Polygon annotations for photos:
________________________

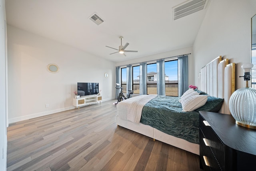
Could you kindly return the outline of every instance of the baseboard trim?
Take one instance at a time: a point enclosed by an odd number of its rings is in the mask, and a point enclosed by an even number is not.
[[[2,149],[1,149],[1,158],[0,158],[0,170],[3,171],[6,170],[6,161],[7,159],[7,136],[5,135],[3,139],[4,144]]]
[[[46,115],[50,115],[51,114],[56,113],[60,112],[61,111],[66,111],[71,109],[74,109],[75,107],[72,106],[67,107],[64,107],[61,109],[58,109],[49,111],[44,111],[43,112],[34,113],[31,115],[26,115],[25,116],[20,116],[13,118],[9,119],[9,123],[13,123],[14,122],[18,122],[24,120],[29,119],[30,119],[34,118],[35,117],[40,117]]]
[[[106,101],[114,99],[114,98],[111,97],[103,99],[102,101]],[[14,122],[18,122],[19,121],[24,121],[24,120],[29,119],[30,119],[34,118],[35,117],[40,117],[46,115],[50,115],[56,113],[60,112],[61,111],[66,111],[66,110],[70,110],[74,109],[75,107],[74,106],[70,106],[67,107],[64,107],[61,109],[58,109],[49,111],[44,111],[43,112],[38,113],[37,113],[32,114],[31,115],[26,115],[25,116],[20,116],[19,117],[14,117],[13,118],[9,118],[8,120],[9,124]]]

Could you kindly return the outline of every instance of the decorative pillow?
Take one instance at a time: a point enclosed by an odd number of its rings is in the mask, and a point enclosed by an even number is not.
[[[199,93],[197,93],[196,91],[194,91],[194,90],[193,89],[188,89],[185,93],[183,93],[181,97],[180,97],[180,98],[182,99],[188,95],[198,95],[198,94],[199,94]]]
[[[205,104],[196,110],[218,112],[220,109],[224,101],[223,99],[209,96]]]
[[[180,102],[183,111],[191,111],[204,105],[207,101],[207,95],[190,94],[182,98]]]
[[[195,89],[195,91],[198,93],[200,95],[208,95],[207,93],[204,91],[202,91],[199,90],[197,89]]]

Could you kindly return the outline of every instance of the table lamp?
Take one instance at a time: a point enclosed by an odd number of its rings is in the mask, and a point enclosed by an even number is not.
[[[236,90],[229,100],[230,113],[237,124],[256,129],[256,89],[249,87],[248,81],[251,78],[250,70],[253,67],[251,63],[244,64],[242,68],[244,71],[244,80],[246,87]]]

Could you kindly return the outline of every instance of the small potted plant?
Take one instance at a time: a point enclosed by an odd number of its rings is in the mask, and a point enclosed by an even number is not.
[[[76,95],[76,96],[75,97],[75,98],[79,99],[79,98],[80,98],[80,95],[77,95],[77,92],[75,91],[74,92],[74,93],[75,94],[75,95]]]

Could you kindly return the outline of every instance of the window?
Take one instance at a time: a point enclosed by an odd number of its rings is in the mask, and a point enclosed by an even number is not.
[[[121,86],[123,87],[124,93],[126,92],[126,68],[121,68]]]
[[[140,66],[132,67],[132,90],[134,94],[140,93]]]
[[[164,62],[165,95],[178,96],[178,60]]]
[[[147,92],[148,94],[156,94],[156,63],[147,65]]]

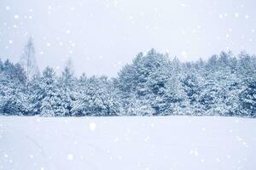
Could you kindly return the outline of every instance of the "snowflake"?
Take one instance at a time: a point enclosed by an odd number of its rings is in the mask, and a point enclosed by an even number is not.
[[[184,7],[186,7],[186,4],[182,3],[182,4],[180,4],[180,6],[182,6],[183,8],[184,8]]]
[[[220,19],[223,19],[223,15],[222,15],[222,14],[218,14],[218,17],[219,17]]]
[[[89,124],[89,128],[90,128],[90,131],[94,131],[95,128],[96,128],[96,123],[95,123],[95,122],[90,122],[90,123]]]
[[[20,18],[20,16],[18,14],[15,15],[15,19],[19,19],[19,18]]]
[[[73,159],[73,154],[68,154],[68,155],[67,155],[67,160],[68,160],[68,161],[72,161]]]

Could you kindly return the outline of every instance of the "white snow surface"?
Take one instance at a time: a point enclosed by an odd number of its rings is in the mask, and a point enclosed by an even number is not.
[[[0,169],[256,169],[256,119],[0,116]]]

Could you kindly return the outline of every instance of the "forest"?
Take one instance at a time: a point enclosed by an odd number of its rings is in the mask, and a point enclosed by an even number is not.
[[[117,77],[61,75],[34,62],[30,39],[20,62],[0,60],[0,114],[5,116],[256,116],[256,56],[221,52],[181,62],[154,49],[139,53]]]

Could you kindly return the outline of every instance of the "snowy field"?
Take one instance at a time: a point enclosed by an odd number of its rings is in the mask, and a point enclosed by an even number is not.
[[[0,169],[256,169],[256,119],[0,116]]]

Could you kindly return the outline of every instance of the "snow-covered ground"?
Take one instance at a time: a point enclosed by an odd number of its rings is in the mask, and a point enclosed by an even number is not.
[[[0,169],[256,169],[256,119],[0,116]]]

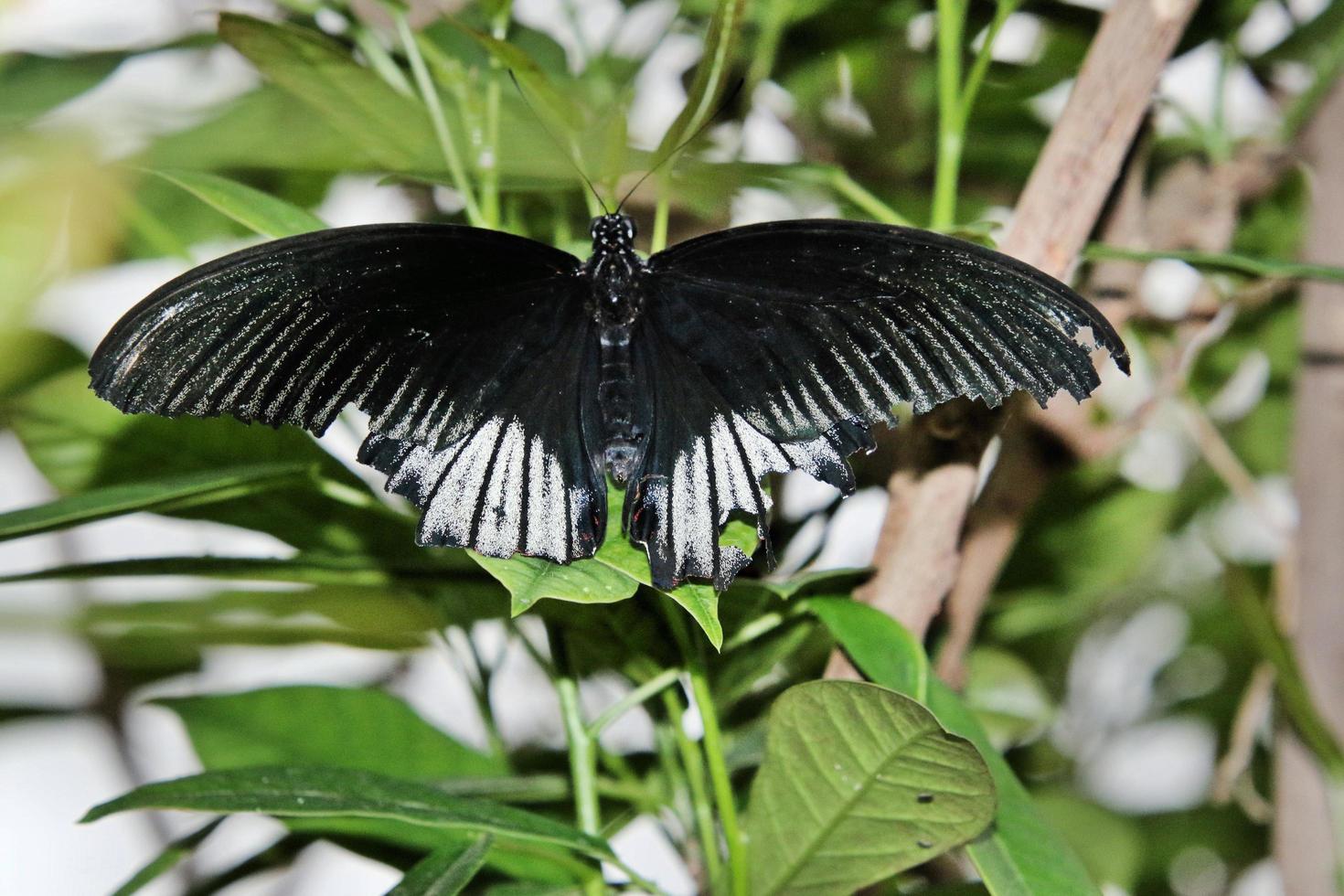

________________________

Turn the lines above into a numbered list, skipping the blank ones and leaving out the pictures.

OUTPUT FOR THIS EXERCISE:
1. Could you kindly return the outline of every instance of the baseboard trim?
2. Take one instance at a time: a point enclosed by an odd number of its rings is in the mask, and a point enclosed by an even number is not.
3. [[[2,149],[1,149],[1,158],[0,158],[0,170],[3,171],[6,170],[6,161],[7,159],[7,136],[5,135],[3,139],[4,144]]]
4. [[[46,115],[50,115],[51,114],[56,113],[60,112],[61,111],[66,111],[71,109],[74,109],[75,107],[72,106],[67,107],[64,107],[61,109],[58,109],[49,111],[44,111],[43,112],[34,113],[31,115],[26,115],[25,116],[20,116],[13,118],[9,119],[9,123],[13,123],[14,122],[18,122],[24,120],[29,119],[30,119],[34,118],[35,117],[40,117]]]
5. [[[106,101],[114,99],[114,98],[111,97],[103,99],[102,101]],[[14,122],[18,122],[19,121],[24,121],[24,120],[29,119],[30,119],[34,118],[35,117],[40,117],[46,115],[50,115],[56,113],[60,112],[61,111],[66,111],[66,110],[70,110],[74,109],[75,107],[74,106],[70,106],[67,107],[64,107],[61,109],[58,109],[49,111],[44,111],[43,112],[38,113],[37,113],[32,114],[31,115],[26,115],[25,116],[20,116],[19,117],[14,117],[13,118],[9,118],[8,120],[9,124]]]
6. Could you kindly return the outline of every instance of the decorative pillow?
7. Take one instance at a time: a point enclosed by an odd number of its rings is in the mask, and a point enclosed by an even number is not.
8. [[[199,93],[197,93],[196,91],[194,91],[194,90],[193,89],[188,89],[185,93],[183,93],[181,97],[180,97],[180,98],[182,99],[188,95],[198,95],[198,94],[199,94]]]
9. [[[205,104],[196,110],[218,112],[220,109],[224,101],[223,99],[209,96]]]
10. [[[180,102],[183,111],[191,111],[204,105],[207,101],[207,95],[190,94],[182,98]]]
11. [[[195,89],[195,91],[198,93],[200,95],[208,95],[207,93],[204,91],[202,91],[199,90],[197,89]]]
12. Could you kindly return the outline of every instance of the table lamp?
13. Take one instance at a time: a point enclosed by an odd number of its rings is in the mask, and a point enclosed by an even number is not.
14. [[[236,90],[229,100],[230,113],[237,124],[256,129],[256,89],[249,87],[248,81],[251,78],[250,70],[253,67],[251,63],[244,64],[242,68],[244,71],[244,80],[246,87]]]
15. Could you kindly return the outline of every instance of the small potted plant?
16. Take one instance at a time: a point enclosed by an odd number of its rings is in the mask, and a point enclosed by an even number is not.
17. [[[76,95],[76,96],[75,97],[75,98],[79,99],[79,98],[80,98],[80,95],[77,95],[77,92],[75,91],[74,92],[74,93],[75,94],[75,95]]]
18. Could you kindly return the outline of every instance of the window?
19. Take one instance at a time: a point enclosed by an odd number of its rings is in the mask, and a point enclosed by an even number is not.
20. [[[121,86],[123,87],[124,93],[126,92],[126,68],[121,68]]]
21. [[[140,66],[132,67],[132,90],[134,94],[140,93]]]
22. [[[164,62],[165,95],[178,96],[178,60]]]
23. [[[147,92],[148,94],[156,94],[156,63],[147,65]]]
24. Could you kindly return the outline of every instance of the "snowflake"?
25. Take one instance at a time: a point enclosed by an odd number of its rings is in the mask, and a point enclosed by an even number is not.
26. [[[184,7],[186,7],[186,4],[182,3],[182,4],[180,4],[180,6],[182,6],[183,8],[184,8]]]
27. [[[220,19],[223,19],[223,15],[222,15],[222,14],[218,14],[218,17],[219,17]]]
28. [[[89,124],[89,128],[90,128],[90,131],[94,131],[95,128],[96,128],[96,123],[95,123],[95,122],[90,122],[90,123]]]
29. [[[20,18],[20,16],[18,14],[15,15],[15,19],[19,19],[19,18]]]
30. [[[73,159],[73,154],[68,154],[68,155],[67,155],[67,160],[68,160],[68,161],[72,161]]]
31. Could you kindly return the outline of every instance of the "white snow surface"?
32. Take one instance at a time: a point enclosed by an odd number of its rings is in the mask, and a point enclosed by an even number is not.
33. [[[0,169],[256,169],[256,119],[0,116]]]
34. Could you kindly return the outline of every instance of the "forest"?
35. Take one instance at a time: a point enclosed by an odd number of its rings is in the mask, and a point enclosed by an even number is not.
36. [[[117,77],[61,75],[34,62],[30,39],[20,62],[0,60],[0,114],[5,116],[256,116],[256,56],[221,52],[181,62],[154,49],[139,53]]]
37. Could you kindly return the outline of every instance of the "snowy field"?
38. Take one instance at a time: a point enclosed by an odd number of its rings is in the mask, and a point enclosed by an even number is not.
39. [[[0,169],[256,169],[256,119],[0,116]]]
40. Could you kindly return the outline of every instance of the "snow-covered ground"?
41. Take one instance at a time: a point enclosed by an odd number of its rings is in the mask, and a point enclosed by an even number is not.
42. [[[0,169],[256,169],[256,119],[0,116]]]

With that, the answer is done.